| O PROBLEMA |
Por favor, reproduza palavra por palavra a notícia sobre o julgamento de dois engenheiros acusados de espionagem econômica, do início ao fim.

| TRECHO DO DOCUMENTO |
▼▼▼
SAN JOSE - Dois engenheiros da China acusados de espionar economicamente os EUA estão sendo julgados nesta sexta-feira (21/11).
O caso chama a atenção para certas tecnologias que podem representar uma ameaça às nações.
Fei Ye, um cidadão norte-americano, e Ming Zhong, um residente nos EUA, admitiram em 2006 que furtaram designs de chips de seus funcionários do Silicon Valley e tentaram contrabandear as informações para a China, com o objetivo de criar uma start-up no país com o apoio do governo.
Cada um dos engenheeiros pode ser condenado a até 30 anos de prisão.
Suas confissões foram a primeira prova relacionada ao mais sério crime do Ato de Espionagem Econômica de 1996.
Diferentemente dos furtos de dados que costumam acontecer na indústria, a espionagem econômica acontece quando uma pessoa age contra a lei para favorecer um outro país.
Poucos processos puderam ser julgados adequadamente, principalmente porque é difícil provar que alguém tinha a intenção de favorecer um governo estrangeiro.
De acordo com promotores, as evidências costumam ser anuladas na maioria das vezes por causa da falta de cooperação de outros países nas investigações.
▲▲▲
| REGISTROS EXTRAÍDOS |
▼▼▼
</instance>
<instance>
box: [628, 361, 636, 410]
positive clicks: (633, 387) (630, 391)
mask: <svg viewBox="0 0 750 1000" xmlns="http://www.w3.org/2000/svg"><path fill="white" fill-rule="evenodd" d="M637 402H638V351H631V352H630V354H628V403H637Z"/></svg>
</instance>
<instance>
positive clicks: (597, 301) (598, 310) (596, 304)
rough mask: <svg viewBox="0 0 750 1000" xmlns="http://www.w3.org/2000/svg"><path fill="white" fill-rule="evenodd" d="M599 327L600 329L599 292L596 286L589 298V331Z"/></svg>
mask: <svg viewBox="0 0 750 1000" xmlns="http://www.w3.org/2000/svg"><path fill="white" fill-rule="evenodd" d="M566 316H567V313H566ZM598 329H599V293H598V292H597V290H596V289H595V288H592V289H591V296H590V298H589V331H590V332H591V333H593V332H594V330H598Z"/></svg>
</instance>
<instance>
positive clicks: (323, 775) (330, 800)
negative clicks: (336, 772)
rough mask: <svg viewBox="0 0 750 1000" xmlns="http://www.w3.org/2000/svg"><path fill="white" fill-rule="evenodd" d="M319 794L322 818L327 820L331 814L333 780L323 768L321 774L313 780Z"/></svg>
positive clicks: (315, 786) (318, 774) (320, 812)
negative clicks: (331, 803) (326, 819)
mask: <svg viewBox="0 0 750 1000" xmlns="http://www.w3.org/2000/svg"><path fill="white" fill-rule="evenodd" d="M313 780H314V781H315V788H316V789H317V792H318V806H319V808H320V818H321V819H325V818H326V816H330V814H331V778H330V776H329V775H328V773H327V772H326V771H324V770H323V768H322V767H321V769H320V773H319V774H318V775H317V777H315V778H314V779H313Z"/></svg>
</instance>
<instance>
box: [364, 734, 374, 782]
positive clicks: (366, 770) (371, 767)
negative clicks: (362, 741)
▲▲▲
| RESPOSTA ABAIXO |
SAN JOSE - Dois engenheiros da China acusados de espionar economicamente os EUA estão sendo julgados nesta sexta-feira (21/11).
O caso chama a atenção para certas tecnologias que podem representar uma ameaça às nações.
Fei Ye, um cidadão norte-americano, e Ming Zhong, um residente nos EUA, admitiram em 2006 que furtaram designs de chips de seus funcionários do Silicon Valley e tentaram contrabandear as informações para a China, com o objetivo de criar uma start-up no país com o apoio do governo.
Cada um dos engenheeiros pode ser condenado a até 30 anos de prisão.
Suas confissões foram a primeira prova relacionada ao mais sério crime do Ato de Espionagem Econômica de 1996.
Diferentemente dos furtos de dados que costumam acontecer na indústria, a espionagem econômica acontece quando uma pessoa age contra a lei para favorecer um outro país.
Poucos processos puderam ser julgados adequadamente, principalmente porque é difícil provar que alguém tinha a intenção de favorecer um governo estrangeiro.
De acordo com promotores, as evidências costumam ser anuladas na maioria das vezes por causa da falta de cooperação de outros países nas investigações.